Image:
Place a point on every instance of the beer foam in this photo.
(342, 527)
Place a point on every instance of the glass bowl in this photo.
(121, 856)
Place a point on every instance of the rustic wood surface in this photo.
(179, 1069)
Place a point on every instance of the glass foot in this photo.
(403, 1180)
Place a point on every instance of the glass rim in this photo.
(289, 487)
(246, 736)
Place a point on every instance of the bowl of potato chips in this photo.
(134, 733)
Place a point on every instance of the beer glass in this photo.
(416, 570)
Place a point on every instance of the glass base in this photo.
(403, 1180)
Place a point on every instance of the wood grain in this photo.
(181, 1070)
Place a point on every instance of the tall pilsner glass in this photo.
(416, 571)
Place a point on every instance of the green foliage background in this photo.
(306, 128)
------------------------------------------------------------
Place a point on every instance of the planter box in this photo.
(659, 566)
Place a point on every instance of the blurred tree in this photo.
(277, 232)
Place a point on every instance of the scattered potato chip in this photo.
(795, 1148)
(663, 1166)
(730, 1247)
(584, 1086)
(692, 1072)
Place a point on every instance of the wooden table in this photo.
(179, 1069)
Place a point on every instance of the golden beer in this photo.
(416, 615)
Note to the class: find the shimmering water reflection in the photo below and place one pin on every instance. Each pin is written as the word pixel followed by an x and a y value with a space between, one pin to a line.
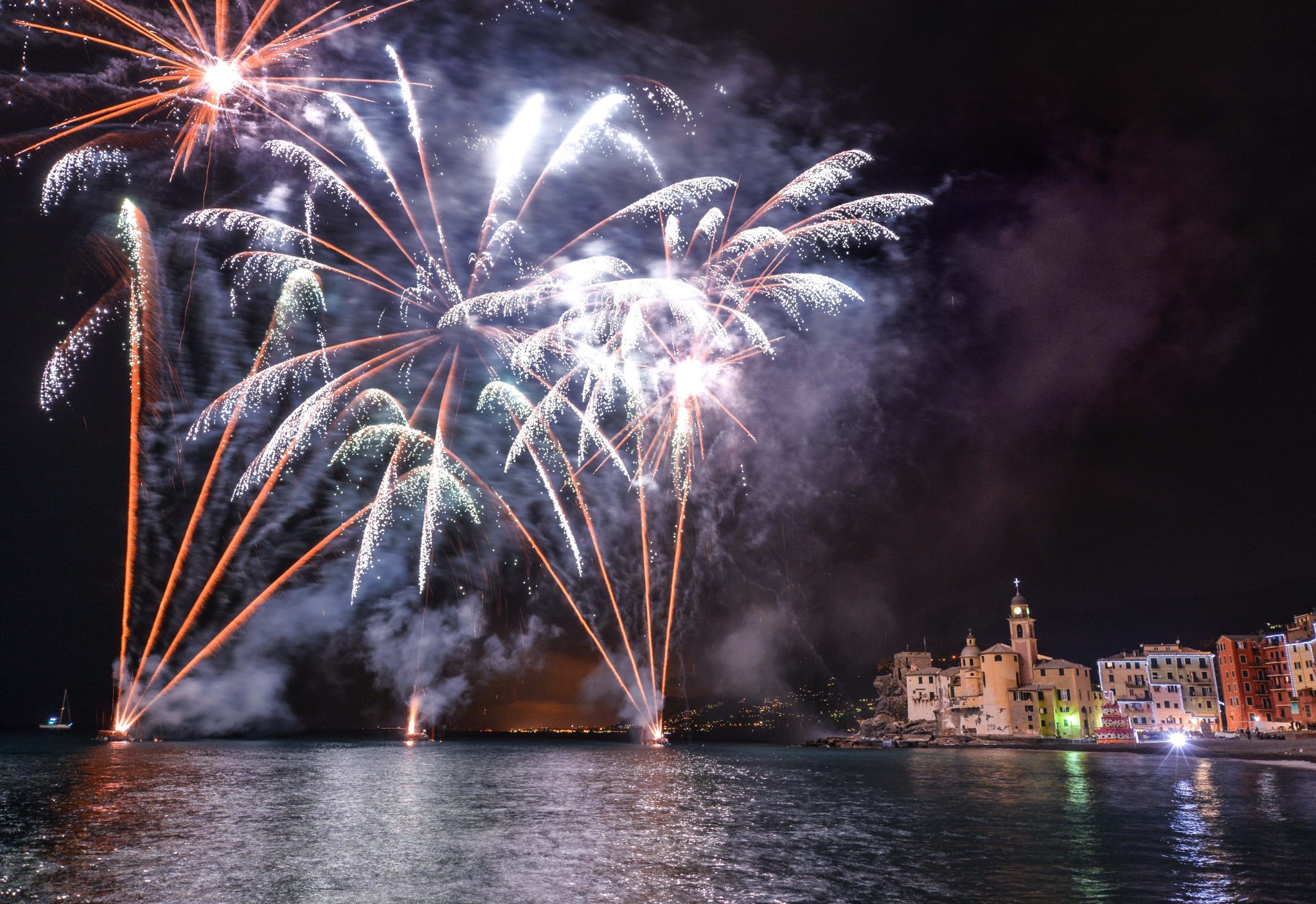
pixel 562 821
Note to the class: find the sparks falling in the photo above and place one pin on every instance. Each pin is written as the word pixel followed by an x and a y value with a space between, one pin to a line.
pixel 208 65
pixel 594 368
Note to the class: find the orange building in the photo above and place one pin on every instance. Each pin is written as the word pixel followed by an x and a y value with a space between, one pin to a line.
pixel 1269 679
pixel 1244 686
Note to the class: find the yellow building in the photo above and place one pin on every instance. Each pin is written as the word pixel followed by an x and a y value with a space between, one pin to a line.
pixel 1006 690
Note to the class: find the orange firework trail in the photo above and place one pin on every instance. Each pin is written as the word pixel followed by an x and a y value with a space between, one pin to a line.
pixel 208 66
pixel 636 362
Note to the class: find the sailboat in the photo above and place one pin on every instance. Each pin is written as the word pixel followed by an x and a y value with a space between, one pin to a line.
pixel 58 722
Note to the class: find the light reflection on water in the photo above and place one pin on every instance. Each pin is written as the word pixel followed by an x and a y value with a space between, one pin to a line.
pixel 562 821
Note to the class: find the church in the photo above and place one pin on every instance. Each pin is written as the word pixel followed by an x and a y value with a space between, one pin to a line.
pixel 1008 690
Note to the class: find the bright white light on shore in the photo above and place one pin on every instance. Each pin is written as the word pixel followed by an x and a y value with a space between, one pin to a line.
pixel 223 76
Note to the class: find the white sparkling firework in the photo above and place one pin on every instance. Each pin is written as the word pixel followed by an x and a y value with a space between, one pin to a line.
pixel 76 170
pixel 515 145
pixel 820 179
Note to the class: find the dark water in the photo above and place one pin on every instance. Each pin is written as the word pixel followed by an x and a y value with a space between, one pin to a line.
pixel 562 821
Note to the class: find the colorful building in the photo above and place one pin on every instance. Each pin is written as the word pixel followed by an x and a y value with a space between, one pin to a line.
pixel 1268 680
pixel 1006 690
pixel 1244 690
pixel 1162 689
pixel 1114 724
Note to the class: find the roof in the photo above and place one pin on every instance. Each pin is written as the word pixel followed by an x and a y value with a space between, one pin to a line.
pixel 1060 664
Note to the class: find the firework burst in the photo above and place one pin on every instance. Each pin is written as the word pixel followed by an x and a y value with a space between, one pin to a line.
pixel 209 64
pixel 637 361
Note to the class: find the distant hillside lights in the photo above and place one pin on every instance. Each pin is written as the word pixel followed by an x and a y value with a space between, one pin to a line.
------------------------------------------------------------
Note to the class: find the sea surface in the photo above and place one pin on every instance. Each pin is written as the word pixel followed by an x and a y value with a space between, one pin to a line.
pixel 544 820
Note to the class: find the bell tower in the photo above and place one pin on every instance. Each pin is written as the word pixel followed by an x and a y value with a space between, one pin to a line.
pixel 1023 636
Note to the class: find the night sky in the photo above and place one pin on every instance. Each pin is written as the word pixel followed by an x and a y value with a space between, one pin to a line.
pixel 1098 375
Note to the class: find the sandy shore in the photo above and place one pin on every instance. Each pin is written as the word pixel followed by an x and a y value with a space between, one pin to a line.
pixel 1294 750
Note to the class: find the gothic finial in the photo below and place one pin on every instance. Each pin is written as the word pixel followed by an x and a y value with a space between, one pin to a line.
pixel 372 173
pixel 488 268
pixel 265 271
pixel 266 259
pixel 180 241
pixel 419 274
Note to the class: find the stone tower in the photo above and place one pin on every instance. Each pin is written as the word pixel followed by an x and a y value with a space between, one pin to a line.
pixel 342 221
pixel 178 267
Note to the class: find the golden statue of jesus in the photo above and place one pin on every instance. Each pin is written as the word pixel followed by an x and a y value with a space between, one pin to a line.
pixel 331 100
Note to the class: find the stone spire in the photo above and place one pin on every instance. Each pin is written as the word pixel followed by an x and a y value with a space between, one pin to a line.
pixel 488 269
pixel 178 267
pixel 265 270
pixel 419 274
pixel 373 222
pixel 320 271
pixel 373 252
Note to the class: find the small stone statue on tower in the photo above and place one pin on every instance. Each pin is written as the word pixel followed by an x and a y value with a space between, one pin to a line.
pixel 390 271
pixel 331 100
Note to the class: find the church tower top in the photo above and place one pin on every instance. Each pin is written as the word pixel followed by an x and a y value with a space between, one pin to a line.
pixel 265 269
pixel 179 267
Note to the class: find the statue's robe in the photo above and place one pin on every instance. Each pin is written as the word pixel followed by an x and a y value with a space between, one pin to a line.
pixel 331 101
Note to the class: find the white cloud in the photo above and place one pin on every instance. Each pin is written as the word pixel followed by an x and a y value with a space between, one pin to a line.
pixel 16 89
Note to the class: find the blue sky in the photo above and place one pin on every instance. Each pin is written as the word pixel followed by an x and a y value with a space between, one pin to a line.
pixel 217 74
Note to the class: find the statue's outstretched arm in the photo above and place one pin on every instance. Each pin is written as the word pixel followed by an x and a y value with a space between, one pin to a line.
------------------------------------------------------------
Copy range, inclusive: the line holding "Note to the class: find the statue's robe" to the line holding "Note to the class: find the statue's outstretched". Reproduce exactly those lines of the records above and no others.

Note to the class: find the statue's robe in the photo above and place one pin on every instance. Each pin is written as the word pixel followed by an x and a y value with a space between, one pin to a line.
pixel 331 101
Note to the class: find the white cloud in the photo above and place one pin on every instance. Each pin is written as the word pixel followed by an x and a y value with a space between, one pin to a line.
pixel 16 89
Note to the class: find the blue sky in the photo above and place one pin on every instance. Each pin is written as the word pixel followed by an x and a y value with a space between, one pin to a line.
pixel 217 74
Note to the class: find the statue's outstretched arm in the photo above and place one pin on every instance. Each pin is written as the word pixel followed by an x and a y value with a space between, one pin to a line.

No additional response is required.